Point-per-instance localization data
↓

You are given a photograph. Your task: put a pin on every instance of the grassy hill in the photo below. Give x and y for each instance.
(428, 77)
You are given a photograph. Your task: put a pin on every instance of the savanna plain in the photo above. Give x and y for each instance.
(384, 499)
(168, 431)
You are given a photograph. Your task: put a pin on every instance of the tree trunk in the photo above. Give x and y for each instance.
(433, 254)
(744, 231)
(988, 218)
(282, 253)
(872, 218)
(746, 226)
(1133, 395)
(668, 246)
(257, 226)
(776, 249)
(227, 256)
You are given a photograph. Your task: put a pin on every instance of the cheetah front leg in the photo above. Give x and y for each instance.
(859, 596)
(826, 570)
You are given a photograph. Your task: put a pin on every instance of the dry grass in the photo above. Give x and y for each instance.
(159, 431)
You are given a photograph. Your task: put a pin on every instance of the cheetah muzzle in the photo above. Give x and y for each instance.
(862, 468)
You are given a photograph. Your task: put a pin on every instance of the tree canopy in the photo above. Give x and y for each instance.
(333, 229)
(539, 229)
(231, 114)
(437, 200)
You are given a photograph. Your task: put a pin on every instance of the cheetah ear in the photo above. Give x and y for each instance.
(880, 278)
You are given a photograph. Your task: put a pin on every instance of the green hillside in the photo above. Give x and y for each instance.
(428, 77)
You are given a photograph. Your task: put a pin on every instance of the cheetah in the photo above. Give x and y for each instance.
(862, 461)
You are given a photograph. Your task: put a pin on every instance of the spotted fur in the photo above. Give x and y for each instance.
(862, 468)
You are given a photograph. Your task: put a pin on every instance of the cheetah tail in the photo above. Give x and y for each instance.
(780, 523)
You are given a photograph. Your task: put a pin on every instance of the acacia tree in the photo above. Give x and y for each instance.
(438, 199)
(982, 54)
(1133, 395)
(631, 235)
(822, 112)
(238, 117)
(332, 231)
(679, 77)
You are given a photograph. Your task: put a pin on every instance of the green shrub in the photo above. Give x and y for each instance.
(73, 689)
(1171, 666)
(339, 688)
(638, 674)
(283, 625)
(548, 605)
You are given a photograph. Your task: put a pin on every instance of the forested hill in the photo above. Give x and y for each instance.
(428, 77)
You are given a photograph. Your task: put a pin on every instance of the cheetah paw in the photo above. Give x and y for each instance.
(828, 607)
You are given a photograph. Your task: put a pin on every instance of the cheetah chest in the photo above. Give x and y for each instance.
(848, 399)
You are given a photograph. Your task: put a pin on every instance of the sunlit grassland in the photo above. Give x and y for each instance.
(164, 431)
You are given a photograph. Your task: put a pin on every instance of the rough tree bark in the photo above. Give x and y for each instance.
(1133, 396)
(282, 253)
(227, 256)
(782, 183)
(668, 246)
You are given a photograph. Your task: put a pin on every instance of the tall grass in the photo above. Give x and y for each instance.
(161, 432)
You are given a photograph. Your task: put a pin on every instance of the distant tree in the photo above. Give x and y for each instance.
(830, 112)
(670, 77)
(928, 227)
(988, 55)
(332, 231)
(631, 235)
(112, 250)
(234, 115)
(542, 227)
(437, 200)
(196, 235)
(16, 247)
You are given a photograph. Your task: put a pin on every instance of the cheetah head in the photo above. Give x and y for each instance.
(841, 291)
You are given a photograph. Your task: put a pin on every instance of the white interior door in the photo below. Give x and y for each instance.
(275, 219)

↑

Exact retyping is required: the line with "of the forested" through the end of the data, both ends included, and no other line.

**Exercise answer**
You are given a photograph. Your task: put a pin on every instance of the forested hill in the photo above. Give x and y for each instance.
(428, 77)
You are given a photograph. Your task: put a pin on every instance of the cheetah paw in the photo above. Give x and y for each instance.
(828, 607)
You are given a photograph. Your task: put a pin on every instance of the cheetah chest in the photo above. Give x and y for each instance.
(848, 399)
You are given a photograph. Your task: put a pin on every instance of the sunlit grassland in the photo above. Give x and y for each instance.
(164, 431)
You are given a photograph. Your task: put a pin on every instance of the rough tree bark in the photo above. Give x and y for each instance.
(1133, 396)
(282, 253)
(227, 256)
(782, 183)
(668, 246)
You are given a photograph. Your task: put a pin on every instance of the tall grass in the photo above. Give x and y for each instance.
(161, 432)
You are given a photograph. Your task: put a pin on every instance of the distant tree in the photo above. Give x and y for each instance.
(830, 112)
(670, 77)
(928, 227)
(988, 55)
(332, 231)
(631, 235)
(112, 250)
(234, 115)
(542, 227)
(437, 200)
(196, 235)
(16, 247)
You are given a photograph. Your task: put a pin on every instance of the cheetah head in the photo above. Give x and y for each instance.
(841, 291)
You are given a photograph. Your task: put a pin on every instance of the white interior door in the photo below. Give x and y for each instance.
(275, 219)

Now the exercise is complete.